Records from a dataset
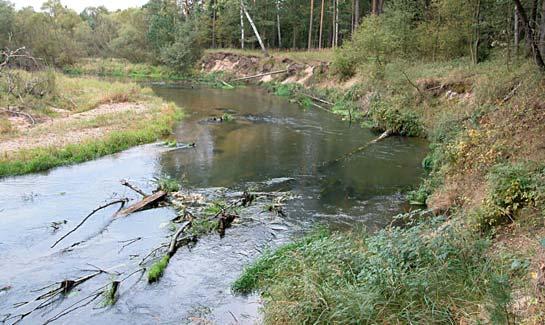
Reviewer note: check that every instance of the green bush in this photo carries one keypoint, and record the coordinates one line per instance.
(512, 187)
(418, 275)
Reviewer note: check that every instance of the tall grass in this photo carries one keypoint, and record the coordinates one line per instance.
(418, 275)
(41, 159)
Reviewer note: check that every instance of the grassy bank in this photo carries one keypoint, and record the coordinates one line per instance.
(482, 259)
(122, 68)
(81, 119)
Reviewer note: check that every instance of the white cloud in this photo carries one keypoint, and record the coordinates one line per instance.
(79, 5)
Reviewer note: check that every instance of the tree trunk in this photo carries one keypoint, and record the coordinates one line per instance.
(516, 31)
(241, 26)
(213, 23)
(311, 19)
(255, 31)
(278, 23)
(321, 25)
(333, 24)
(535, 48)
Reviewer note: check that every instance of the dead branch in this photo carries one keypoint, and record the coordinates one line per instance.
(120, 201)
(261, 75)
(19, 113)
(145, 203)
(346, 156)
(124, 182)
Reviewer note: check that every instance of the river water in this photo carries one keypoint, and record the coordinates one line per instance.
(271, 144)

— Given exercise —
Present the data as a Markdown table with the columns No. and Line. Begin at the line that contains "Reviewer note: check that every instance of the dead", continue through the end of the data, and omit blank lines.

— Full output —
| No. | Line |
|---|---|
| 1 | Reviewer note: check that every instance of the dead branch in this photo carries one keypoint, and record the coordinates one line per instance. |
| 2 | (120, 201) |
| 3 | (261, 75) |
| 4 | (19, 113) |
| 5 | (145, 203) |
| 6 | (346, 156) |
| 7 | (124, 182) |
| 8 | Reviewer note: check that every instance of the river water in this photo carries one keypoint, and record the coordinates one line per instance. |
| 9 | (271, 144) |